Technologie et démocratie
C’est certainement un poncif que de l’écrire, mais peut-être n’est-il pas inutile de temps à autre de rappeler que technologies et démocraties ont un avenir désormais inexorablement lié et ce lien concerne le destin des hommes que nous sommes, de ceux qui nous suivront demain. Il s’agit ni plus ni moins, dans de nombreux pays (qui n’ont pas vocation a être, ni à devenir des régimes autoritaires ou dictatoriaux, dévoyant la technologie au service de la censure et une surveillance outrancière à vocation répressive ) d’inventer une souveraineté numérique démocratique qui n’altère pas les valeurs fondamentales qui les définissent… vie privée, liberté d’expression, droits de l’homme… Oui, c’est certainement un poncif que de le rappeler, mais admettez que les enjeux sont de tailles.

____________________

Tâches à réaliser >>
[1] Recopiez l'extrait sur la technologie et la démocratie en commençant à « Technologie et démocratie » et en terminant à « sont de tailles. ».
[2] Poursuivez l'extrait sur la technologie et la démocratie à partir de sa dernière phrase.
Les lignes n'ont aucun rapport avec l'extrait sur la technologie et la démocratie.

____________________

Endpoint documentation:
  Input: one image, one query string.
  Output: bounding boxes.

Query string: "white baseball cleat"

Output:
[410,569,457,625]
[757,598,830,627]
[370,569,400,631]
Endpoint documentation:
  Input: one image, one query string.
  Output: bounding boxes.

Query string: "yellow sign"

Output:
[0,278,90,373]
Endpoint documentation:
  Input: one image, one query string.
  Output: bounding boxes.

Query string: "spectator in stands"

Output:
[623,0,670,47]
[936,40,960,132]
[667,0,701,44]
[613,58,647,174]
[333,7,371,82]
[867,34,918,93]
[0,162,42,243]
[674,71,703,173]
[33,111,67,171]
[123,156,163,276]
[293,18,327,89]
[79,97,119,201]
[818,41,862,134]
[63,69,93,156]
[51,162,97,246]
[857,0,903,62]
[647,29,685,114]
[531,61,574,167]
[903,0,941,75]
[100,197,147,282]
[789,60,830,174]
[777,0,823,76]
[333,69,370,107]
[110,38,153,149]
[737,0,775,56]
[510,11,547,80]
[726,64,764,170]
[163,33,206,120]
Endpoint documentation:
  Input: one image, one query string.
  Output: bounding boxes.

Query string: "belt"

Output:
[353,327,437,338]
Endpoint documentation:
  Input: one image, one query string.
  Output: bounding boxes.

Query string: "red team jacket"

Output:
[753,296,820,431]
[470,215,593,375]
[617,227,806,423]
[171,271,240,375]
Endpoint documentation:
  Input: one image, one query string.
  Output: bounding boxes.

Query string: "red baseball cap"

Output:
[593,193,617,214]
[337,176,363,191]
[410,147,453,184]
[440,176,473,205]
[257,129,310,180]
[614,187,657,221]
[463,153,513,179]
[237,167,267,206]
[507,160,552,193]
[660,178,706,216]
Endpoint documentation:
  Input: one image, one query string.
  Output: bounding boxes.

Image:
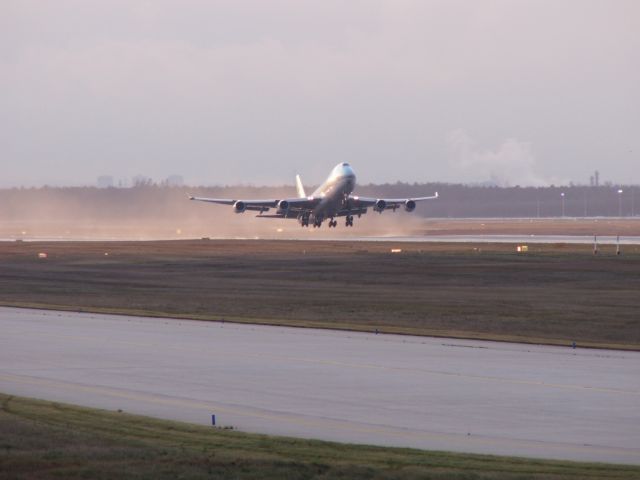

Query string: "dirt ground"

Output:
[0,240,640,348]
[421,217,640,237]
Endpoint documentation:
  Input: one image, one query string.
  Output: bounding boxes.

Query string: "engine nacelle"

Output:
[278,200,289,213]
[404,200,416,212]
[373,199,387,213]
[233,200,247,213]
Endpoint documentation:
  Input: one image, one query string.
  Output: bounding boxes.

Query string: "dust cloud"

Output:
[0,186,423,240]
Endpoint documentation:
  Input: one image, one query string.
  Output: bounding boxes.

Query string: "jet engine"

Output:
[233,200,247,213]
[373,199,387,213]
[278,200,289,213]
[404,200,416,212]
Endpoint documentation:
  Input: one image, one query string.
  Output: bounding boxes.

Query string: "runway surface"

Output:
[0,232,640,245]
[0,308,640,464]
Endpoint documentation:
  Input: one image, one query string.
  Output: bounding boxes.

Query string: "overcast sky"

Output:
[0,0,640,186]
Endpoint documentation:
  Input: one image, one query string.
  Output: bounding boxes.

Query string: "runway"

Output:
[0,308,640,464]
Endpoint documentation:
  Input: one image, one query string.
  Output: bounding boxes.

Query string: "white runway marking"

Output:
[0,308,640,463]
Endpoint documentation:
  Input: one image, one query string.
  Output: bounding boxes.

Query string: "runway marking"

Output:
[0,374,640,462]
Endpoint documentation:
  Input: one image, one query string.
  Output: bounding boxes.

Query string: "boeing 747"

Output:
[189,163,438,228]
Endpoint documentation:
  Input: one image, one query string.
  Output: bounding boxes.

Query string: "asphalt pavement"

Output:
[0,310,640,464]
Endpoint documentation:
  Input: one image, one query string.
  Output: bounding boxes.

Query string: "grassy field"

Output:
[0,394,640,480]
[0,240,640,349]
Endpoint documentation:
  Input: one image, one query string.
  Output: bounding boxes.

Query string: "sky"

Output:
[0,0,640,187]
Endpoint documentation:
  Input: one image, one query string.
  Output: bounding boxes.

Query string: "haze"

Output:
[0,0,640,187]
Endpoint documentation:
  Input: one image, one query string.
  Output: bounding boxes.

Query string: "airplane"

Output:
[189,162,438,228]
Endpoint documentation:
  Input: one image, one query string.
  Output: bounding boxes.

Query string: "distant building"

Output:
[131,175,153,187]
[96,175,113,188]
[165,175,184,187]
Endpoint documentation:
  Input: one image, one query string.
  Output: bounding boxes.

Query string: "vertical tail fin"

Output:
[296,175,307,198]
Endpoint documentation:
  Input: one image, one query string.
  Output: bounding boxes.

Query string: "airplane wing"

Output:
[348,192,438,213]
[189,196,322,217]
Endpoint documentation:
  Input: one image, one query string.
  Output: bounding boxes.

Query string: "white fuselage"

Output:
[312,163,356,218]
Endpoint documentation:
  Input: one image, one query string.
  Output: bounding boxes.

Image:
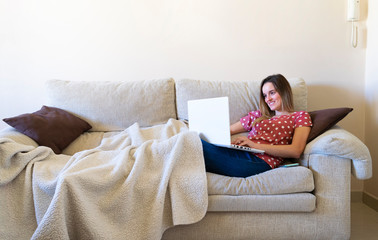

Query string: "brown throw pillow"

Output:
[307,108,353,142]
[3,106,92,154]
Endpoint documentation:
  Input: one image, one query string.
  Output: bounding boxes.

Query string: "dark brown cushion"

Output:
[307,108,353,142]
[3,106,92,154]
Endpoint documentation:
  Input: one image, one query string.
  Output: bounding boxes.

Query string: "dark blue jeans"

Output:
[201,140,272,177]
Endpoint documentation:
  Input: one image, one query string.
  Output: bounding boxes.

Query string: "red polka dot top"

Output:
[240,110,312,168]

____________________

Résultats obtenus >>
[1]
Technologie et démocratie
C’est certainement un poncif que de l’écrire, mais peut-être n’est-il pas inutile de temps à autre de rappeler que technologies et démocraties ont un avenir désormais inexorablement lié et ce lien concerne le destin des hommes que nous sommes, de ceux qui nous suivront demain. Il s’agit ni plus ni moins, dans de nombreux pays (qui n’ont pas vocation a être, ni à devenir des régimes autoritaires ou dictatoriaux, dévoyant la technologie au service de la censure et une surveillance outrancière à vocation répressive ) d’inventer une souveraineté numérique démocratique qui n’altère pas les valeurs fondamentales qui les définissent… vie privée, liberté d’expression, droits de l’homme… Oui, c’est certainement un poncif que de le rappeler, mais admettez que les enjeux sont de tailles.

[2]
Certes l’homme peut défaire ce qu’il fait, dès lors qu’il constate une erreur d’orientation ou quelques fâcheux oublis qui le placent, pour ne pas les avoir anticipés, face à des conséquences aussi désastreuses qu’imprévues. Pour autant, à l’instar des marchés financiers, l’histoire est là pour nous rappeler que plus d’une fois, l’homme s’est rendu coupable de formes étranges d’aveuglement face au désastre. Les réveils qui s’en sont suivi ont été d’autant plus douloureux qu’ils ont été bien tardifs. Comme l’aurait dit Rabelais « algorithmes sans conscience n’est que ruine annoncée de la démocratie ».
L’obscurantisme technologique, à qui profite ce crime ?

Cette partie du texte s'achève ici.